----- Records shown -----

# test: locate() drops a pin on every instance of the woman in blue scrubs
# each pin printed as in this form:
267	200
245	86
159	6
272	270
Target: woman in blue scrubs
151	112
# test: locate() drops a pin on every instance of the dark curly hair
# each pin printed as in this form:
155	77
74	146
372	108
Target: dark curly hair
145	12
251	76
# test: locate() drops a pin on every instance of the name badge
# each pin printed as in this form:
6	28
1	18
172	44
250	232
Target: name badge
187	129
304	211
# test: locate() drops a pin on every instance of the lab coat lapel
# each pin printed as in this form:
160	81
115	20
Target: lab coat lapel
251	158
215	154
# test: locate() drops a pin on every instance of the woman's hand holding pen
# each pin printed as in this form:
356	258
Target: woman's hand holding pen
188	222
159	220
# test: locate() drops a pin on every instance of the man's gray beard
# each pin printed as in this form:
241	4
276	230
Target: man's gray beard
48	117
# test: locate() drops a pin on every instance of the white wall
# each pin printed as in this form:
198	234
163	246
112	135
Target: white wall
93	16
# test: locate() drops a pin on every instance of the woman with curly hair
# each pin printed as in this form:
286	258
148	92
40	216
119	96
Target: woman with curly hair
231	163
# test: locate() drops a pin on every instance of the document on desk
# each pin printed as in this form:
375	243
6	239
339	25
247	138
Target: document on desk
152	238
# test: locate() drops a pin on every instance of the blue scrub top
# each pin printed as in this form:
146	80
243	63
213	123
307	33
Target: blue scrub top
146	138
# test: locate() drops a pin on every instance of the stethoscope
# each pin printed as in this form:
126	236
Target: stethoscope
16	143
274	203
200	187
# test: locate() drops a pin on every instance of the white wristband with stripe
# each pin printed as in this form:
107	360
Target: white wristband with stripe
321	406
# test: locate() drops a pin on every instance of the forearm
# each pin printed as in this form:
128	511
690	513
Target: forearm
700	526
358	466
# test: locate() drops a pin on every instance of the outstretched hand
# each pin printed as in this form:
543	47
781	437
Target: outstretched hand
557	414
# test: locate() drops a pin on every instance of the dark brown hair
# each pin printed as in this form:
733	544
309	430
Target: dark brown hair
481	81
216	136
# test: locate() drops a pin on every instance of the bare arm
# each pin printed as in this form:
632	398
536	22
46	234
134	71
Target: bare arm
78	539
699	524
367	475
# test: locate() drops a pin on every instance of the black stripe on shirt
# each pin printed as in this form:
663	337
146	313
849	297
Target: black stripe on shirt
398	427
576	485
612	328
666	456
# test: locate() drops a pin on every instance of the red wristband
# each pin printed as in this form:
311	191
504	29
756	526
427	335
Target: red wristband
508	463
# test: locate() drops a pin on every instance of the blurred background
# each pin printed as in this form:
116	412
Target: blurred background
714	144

-----

The task> Reproduce only the data from the line with "the black stripe on shirt" through the end of the data, changing "blurred background" to "out-of-focus background" and leaving everything else as it is.

Task result>
# test: locate() drops a pin on every instance of the black stripe on shirt
# each pin printed as in this form:
663	337
146	313
849	297
Target: black stripe on shirt
398	427
576	485
612	328
666	456
# test: locate() drops a pin on every instance of the red wristband
# each pin printed as in this form:
311	191
504	29
756	526
427	335
Target: red wristband
508	463
# test: locate() drops a pin on every instance of the out-of-focus background
# each pin printed as in this form:
116	412
Target: out-of-focus background
714	144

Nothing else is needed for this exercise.